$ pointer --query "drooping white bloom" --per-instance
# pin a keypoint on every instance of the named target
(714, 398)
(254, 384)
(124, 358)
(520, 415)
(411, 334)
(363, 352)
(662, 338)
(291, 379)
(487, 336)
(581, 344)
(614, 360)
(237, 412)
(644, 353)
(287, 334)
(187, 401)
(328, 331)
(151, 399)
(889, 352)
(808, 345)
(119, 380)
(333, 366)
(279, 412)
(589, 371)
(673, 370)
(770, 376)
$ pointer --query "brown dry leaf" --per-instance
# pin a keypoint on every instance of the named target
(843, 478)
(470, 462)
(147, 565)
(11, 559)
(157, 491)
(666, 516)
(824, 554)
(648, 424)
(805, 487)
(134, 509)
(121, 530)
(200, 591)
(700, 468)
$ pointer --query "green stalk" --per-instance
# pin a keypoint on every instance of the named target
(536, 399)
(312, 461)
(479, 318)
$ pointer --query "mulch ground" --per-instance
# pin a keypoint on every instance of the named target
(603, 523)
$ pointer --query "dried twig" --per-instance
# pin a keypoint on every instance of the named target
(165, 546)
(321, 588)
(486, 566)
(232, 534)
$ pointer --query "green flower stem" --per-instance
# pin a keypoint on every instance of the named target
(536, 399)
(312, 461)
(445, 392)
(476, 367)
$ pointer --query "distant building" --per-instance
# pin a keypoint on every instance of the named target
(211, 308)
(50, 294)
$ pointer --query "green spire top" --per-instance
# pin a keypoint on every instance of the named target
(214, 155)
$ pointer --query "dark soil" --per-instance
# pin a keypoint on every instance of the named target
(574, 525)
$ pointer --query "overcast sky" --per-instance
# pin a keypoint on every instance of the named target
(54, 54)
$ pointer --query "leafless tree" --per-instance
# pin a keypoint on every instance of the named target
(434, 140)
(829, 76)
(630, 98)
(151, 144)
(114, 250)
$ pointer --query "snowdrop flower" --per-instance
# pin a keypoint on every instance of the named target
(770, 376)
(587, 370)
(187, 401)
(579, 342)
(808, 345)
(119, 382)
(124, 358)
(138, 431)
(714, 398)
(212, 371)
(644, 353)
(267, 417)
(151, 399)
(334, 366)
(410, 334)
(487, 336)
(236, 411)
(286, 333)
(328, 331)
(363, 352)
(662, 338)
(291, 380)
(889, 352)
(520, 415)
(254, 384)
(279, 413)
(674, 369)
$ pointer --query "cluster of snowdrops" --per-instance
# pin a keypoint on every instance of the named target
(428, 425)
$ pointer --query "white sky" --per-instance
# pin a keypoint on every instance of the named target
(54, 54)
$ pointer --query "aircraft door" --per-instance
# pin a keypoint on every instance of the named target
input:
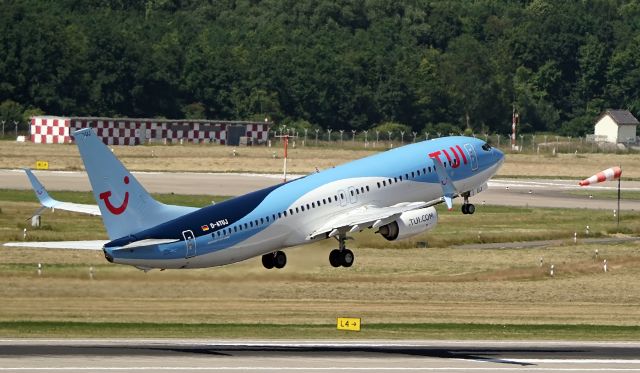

::::

THE EXERCISE: Pull out each line of the records that contains the word "green".

REPLY:
$ pointer --query "green stalk" --per-instance
$ pointer --query "green flower stem" --per-instance
$ pointer --query "green spire top" --per-instance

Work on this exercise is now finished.